# TASK MATERIAL
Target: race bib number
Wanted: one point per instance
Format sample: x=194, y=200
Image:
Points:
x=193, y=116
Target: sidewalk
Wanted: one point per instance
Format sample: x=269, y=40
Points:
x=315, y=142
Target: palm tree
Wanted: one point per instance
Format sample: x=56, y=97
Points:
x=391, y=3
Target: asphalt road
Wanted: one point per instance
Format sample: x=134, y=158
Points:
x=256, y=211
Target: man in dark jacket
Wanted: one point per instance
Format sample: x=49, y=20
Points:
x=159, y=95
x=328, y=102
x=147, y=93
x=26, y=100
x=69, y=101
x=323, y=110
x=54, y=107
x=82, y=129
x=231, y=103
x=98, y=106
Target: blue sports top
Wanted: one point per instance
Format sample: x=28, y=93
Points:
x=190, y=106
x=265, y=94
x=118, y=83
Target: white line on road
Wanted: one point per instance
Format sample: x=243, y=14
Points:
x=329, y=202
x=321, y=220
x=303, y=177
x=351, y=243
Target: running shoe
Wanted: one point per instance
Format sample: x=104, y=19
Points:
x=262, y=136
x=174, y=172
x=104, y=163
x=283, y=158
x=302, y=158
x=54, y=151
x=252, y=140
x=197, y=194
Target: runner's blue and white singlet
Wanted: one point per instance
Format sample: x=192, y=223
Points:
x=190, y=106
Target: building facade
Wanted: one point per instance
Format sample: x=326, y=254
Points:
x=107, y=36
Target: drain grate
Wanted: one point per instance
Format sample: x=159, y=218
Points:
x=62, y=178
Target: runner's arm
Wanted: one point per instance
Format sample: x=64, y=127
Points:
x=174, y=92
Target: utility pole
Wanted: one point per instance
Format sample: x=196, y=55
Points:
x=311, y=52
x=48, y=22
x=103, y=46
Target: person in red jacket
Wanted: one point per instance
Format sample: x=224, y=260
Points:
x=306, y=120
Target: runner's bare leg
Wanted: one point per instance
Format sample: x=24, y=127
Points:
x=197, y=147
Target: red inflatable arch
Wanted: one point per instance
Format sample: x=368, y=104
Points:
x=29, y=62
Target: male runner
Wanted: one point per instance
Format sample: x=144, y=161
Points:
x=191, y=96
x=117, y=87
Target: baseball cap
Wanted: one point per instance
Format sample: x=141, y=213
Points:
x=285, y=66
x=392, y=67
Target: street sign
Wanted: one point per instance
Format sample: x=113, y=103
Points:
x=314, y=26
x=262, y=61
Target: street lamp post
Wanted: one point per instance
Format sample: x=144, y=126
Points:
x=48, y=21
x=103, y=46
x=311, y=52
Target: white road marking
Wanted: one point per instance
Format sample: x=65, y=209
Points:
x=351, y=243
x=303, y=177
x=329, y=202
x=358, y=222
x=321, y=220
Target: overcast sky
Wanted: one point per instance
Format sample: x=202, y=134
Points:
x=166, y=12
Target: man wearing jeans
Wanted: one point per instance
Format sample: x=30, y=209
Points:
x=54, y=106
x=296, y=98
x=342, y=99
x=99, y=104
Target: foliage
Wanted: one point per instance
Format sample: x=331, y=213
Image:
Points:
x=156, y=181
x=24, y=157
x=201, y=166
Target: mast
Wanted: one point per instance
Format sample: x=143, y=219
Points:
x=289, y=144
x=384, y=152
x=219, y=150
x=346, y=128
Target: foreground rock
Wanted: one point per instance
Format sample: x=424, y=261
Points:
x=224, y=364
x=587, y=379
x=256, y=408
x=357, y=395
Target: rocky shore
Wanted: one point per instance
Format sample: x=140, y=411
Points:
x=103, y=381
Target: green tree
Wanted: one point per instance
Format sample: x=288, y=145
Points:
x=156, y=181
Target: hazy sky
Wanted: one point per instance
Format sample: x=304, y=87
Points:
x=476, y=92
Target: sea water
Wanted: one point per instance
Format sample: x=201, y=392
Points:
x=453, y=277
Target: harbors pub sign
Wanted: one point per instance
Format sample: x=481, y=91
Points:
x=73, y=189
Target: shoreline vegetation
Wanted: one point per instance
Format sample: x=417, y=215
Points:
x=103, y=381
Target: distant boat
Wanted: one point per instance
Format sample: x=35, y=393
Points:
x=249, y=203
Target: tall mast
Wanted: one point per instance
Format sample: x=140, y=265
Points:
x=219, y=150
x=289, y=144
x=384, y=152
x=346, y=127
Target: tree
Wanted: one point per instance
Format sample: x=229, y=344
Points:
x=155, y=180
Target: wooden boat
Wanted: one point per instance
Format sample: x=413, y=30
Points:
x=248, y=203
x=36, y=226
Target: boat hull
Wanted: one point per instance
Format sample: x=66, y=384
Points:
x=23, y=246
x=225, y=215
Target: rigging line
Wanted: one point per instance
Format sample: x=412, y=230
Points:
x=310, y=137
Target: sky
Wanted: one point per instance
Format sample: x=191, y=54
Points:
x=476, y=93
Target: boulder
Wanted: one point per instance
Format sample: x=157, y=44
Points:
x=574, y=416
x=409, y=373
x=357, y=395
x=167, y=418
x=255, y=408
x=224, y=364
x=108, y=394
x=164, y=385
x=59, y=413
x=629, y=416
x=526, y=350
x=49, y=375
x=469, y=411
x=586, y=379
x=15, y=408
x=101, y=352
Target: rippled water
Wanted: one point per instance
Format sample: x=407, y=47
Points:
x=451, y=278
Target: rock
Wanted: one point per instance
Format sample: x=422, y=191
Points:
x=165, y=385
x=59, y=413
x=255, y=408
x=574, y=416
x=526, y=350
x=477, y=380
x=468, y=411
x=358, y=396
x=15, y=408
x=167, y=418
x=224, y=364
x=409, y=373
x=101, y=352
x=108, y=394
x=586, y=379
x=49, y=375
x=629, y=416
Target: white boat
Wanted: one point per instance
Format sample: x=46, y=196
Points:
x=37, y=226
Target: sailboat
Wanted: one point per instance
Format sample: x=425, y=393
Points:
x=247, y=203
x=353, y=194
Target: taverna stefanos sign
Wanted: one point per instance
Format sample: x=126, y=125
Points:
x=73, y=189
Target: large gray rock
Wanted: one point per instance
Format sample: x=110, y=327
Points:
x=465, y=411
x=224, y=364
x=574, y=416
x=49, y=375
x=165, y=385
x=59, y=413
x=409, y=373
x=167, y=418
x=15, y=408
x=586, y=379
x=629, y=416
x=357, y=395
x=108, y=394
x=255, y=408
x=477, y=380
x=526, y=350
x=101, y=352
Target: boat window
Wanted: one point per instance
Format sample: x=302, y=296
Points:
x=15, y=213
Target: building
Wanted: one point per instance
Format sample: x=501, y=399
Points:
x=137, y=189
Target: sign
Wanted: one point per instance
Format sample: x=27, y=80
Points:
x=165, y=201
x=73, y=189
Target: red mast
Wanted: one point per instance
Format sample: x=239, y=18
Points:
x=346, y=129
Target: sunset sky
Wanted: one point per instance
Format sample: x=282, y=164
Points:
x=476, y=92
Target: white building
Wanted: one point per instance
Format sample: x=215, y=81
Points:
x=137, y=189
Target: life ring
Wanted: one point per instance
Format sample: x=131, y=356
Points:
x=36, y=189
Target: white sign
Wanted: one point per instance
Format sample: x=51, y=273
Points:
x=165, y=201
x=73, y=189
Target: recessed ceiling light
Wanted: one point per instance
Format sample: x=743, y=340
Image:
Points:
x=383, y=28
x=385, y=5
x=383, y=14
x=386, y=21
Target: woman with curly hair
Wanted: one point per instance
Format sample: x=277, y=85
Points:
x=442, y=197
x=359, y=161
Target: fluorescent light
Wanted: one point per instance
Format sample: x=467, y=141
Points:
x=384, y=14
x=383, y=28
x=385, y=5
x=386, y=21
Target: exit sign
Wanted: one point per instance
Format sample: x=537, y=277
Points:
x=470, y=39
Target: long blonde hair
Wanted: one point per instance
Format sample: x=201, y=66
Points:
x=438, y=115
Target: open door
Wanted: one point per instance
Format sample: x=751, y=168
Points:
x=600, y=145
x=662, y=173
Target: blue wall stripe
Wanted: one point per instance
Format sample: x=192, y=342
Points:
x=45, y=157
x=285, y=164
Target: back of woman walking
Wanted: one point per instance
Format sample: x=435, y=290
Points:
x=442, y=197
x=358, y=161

# STATED EXERCISE
Write out the material from the line with "Target: runner's blue and white singlet" up to and including the line with "x=107, y=36", replacing "building facade" with "shop front" and leaving everything else unchanged.

# EXERCISE RESPONSE
Target: runner's blue and white singlet
Wanted: one point per instance
Format sample: x=192, y=223
Points:
x=190, y=106
Target: shop front
Wanted: one point per instance
Format sample: x=326, y=254
Points:
x=107, y=36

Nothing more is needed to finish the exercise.